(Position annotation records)
==============================

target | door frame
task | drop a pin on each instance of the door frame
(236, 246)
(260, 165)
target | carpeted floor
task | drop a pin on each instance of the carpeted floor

==============================

**REQUIREMENTS**:
Return all of the data exactly as it reads.

**WRITTEN SOLUTION**:
target | door frame
task | drop a pin on each instance of the door frame
(236, 246)
(260, 165)
target | carpeted floor
task | drop a pin on each instance of the carpeted floor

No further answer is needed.